# WORK INSTRUCTION
Nothing is to be output except the lines from the one containing "Phrase: blue sky" through the end of the material, each reproduced exactly.

# THE DATA

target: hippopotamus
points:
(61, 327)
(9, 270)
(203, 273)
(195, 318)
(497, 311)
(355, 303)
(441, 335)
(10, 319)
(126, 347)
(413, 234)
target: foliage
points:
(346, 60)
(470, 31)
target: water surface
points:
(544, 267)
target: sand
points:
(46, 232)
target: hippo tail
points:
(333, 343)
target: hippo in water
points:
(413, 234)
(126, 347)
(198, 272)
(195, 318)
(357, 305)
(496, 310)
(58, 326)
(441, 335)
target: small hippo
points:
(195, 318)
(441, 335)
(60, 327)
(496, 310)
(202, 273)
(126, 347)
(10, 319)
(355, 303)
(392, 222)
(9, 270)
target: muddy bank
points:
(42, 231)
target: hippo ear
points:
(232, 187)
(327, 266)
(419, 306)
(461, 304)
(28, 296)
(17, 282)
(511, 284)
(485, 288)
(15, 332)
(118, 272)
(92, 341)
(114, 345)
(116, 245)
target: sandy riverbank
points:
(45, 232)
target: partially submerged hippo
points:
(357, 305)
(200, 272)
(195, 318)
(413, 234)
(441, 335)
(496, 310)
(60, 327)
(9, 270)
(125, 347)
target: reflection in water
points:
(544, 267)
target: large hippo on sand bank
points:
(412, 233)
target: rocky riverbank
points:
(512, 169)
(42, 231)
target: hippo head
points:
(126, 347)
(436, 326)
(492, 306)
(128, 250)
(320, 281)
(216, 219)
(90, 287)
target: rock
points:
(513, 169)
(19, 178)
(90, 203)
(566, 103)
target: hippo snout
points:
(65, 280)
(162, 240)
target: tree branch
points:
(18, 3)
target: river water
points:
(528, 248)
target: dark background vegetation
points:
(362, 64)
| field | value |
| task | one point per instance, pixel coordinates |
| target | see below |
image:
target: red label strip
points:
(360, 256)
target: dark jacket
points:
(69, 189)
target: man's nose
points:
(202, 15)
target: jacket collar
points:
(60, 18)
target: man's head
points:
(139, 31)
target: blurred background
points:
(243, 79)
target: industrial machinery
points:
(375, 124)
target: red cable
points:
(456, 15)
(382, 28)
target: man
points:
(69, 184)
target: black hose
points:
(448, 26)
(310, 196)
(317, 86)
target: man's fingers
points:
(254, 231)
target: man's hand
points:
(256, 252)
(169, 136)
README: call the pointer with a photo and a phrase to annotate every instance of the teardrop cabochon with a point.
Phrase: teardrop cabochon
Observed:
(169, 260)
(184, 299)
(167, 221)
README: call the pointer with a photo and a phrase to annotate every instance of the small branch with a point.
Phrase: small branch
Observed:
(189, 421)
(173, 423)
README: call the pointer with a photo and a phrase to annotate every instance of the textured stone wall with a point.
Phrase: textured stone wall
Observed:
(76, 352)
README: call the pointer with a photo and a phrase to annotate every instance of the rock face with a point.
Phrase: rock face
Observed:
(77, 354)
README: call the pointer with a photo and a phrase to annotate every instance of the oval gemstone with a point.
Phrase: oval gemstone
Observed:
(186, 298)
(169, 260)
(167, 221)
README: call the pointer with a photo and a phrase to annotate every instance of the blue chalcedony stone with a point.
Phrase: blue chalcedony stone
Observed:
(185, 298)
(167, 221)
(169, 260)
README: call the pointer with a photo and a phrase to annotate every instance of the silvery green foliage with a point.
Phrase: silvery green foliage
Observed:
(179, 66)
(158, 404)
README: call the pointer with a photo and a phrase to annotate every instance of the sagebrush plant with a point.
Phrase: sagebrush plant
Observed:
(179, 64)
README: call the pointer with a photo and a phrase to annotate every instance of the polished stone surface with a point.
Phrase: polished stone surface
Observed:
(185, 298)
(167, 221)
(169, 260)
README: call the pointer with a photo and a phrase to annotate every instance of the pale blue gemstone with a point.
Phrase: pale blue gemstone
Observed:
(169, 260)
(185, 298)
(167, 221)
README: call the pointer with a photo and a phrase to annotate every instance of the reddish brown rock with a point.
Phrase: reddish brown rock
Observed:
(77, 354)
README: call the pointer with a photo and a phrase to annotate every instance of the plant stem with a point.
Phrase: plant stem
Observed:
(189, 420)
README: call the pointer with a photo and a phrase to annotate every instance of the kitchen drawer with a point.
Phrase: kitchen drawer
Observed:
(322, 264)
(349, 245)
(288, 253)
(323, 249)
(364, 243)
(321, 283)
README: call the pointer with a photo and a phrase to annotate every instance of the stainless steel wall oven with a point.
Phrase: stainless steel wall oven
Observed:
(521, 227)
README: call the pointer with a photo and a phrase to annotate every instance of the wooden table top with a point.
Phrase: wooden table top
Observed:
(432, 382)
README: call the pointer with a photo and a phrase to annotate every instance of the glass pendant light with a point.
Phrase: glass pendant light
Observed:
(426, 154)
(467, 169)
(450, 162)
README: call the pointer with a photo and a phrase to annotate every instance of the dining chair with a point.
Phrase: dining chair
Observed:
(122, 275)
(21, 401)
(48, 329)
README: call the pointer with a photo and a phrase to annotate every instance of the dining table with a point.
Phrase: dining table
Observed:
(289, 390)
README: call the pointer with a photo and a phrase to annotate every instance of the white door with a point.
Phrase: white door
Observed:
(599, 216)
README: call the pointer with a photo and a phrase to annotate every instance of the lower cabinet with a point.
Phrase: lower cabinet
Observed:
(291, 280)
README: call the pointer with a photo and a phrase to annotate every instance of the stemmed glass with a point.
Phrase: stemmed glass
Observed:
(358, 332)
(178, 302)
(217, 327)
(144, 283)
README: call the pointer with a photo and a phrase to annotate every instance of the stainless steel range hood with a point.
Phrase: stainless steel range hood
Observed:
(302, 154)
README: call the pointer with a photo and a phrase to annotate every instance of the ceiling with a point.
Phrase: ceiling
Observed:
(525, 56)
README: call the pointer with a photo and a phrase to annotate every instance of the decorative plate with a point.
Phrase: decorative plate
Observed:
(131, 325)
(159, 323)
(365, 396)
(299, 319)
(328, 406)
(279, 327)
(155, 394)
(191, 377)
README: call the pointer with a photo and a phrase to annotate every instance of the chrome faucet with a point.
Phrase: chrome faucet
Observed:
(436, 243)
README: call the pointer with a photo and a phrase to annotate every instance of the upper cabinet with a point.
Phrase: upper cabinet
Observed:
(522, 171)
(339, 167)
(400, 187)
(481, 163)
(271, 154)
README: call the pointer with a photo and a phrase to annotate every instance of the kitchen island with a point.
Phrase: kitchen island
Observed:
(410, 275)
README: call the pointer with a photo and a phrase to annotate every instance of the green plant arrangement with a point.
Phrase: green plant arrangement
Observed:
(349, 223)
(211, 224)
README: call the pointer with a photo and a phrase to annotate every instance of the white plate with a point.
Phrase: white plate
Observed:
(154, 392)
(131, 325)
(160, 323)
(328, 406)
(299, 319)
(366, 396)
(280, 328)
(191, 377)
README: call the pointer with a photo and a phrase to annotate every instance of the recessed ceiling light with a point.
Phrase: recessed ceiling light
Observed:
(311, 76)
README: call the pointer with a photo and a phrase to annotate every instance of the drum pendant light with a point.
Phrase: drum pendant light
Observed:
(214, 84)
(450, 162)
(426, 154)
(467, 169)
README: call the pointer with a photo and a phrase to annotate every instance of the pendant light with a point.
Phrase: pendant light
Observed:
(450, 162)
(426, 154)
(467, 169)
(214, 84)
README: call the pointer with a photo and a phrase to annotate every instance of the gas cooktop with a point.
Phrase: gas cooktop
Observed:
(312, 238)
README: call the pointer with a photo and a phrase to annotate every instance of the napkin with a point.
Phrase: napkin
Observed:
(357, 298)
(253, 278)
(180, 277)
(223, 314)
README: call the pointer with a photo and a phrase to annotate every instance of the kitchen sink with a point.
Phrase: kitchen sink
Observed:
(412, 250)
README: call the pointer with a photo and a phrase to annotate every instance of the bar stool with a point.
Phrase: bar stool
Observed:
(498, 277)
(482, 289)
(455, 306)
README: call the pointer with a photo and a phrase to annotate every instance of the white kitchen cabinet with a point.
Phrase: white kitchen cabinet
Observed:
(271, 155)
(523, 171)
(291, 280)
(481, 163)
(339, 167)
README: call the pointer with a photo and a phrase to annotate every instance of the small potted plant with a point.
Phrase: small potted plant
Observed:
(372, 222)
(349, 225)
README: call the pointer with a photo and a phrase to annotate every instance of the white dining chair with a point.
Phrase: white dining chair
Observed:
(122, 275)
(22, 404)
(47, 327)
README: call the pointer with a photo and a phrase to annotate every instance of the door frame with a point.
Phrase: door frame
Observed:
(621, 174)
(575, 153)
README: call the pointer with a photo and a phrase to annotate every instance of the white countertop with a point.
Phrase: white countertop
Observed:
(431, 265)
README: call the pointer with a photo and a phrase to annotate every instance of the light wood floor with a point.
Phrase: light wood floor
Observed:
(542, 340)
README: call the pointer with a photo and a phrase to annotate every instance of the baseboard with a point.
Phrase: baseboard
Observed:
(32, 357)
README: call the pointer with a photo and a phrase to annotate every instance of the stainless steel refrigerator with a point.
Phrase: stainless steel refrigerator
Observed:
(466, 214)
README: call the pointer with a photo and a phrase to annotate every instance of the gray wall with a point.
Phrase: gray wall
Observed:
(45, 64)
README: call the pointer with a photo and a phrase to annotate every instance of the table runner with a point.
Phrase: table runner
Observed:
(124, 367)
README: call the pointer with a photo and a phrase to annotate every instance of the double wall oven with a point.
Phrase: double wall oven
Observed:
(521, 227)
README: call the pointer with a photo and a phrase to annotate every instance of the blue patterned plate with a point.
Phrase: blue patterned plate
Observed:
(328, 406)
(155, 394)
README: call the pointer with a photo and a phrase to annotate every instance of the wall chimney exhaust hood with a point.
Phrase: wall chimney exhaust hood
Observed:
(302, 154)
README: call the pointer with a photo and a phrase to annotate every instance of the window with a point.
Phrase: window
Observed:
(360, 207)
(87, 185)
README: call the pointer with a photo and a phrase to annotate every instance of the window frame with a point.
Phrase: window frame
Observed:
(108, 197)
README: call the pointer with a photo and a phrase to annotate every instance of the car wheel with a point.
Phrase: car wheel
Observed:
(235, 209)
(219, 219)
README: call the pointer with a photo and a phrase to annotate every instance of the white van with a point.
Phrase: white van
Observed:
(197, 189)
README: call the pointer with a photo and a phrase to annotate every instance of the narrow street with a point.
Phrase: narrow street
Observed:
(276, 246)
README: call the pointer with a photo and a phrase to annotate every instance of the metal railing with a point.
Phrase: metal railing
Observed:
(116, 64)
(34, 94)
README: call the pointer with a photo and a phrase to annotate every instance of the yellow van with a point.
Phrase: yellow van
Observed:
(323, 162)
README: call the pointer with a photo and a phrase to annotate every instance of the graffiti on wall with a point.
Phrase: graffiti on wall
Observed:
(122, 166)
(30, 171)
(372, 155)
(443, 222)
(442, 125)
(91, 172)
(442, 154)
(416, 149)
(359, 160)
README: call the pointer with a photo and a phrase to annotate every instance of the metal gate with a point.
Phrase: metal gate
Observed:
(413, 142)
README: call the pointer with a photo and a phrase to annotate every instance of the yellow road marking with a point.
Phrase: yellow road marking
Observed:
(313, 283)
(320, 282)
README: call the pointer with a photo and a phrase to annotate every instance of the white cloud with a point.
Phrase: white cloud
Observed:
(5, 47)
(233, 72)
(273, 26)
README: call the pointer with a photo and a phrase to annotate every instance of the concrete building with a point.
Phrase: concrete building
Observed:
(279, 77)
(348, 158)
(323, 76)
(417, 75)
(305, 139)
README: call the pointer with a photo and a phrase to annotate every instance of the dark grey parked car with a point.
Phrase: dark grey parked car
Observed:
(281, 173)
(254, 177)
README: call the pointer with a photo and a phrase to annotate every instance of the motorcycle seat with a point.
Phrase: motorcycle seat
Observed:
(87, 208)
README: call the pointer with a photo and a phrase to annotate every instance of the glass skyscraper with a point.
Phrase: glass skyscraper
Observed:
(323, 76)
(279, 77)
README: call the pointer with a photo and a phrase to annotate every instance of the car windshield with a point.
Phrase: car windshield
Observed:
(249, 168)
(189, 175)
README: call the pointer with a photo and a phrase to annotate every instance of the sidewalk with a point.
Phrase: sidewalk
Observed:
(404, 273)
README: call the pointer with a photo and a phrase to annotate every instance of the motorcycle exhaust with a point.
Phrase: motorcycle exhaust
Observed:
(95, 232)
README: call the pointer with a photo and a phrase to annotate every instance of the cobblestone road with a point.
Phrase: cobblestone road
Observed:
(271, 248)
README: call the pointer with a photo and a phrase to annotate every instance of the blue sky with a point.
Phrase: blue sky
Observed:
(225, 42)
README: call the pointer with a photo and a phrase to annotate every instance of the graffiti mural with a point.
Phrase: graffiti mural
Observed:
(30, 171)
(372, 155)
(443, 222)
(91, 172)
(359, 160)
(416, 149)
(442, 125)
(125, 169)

# EXERCISE RESULT
Phrase: blue sky
Observed:
(225, 42)
README: call the pointer with a photo and a phrase to annotate every instance of the graffiti mural with a point.
Phrase: graffiti mural
Observed:
(30, 171)
(372, 155)
(443, 222)
(91, 172)
(359, 160)
(416, 149)
(442, 125)
(125, 169)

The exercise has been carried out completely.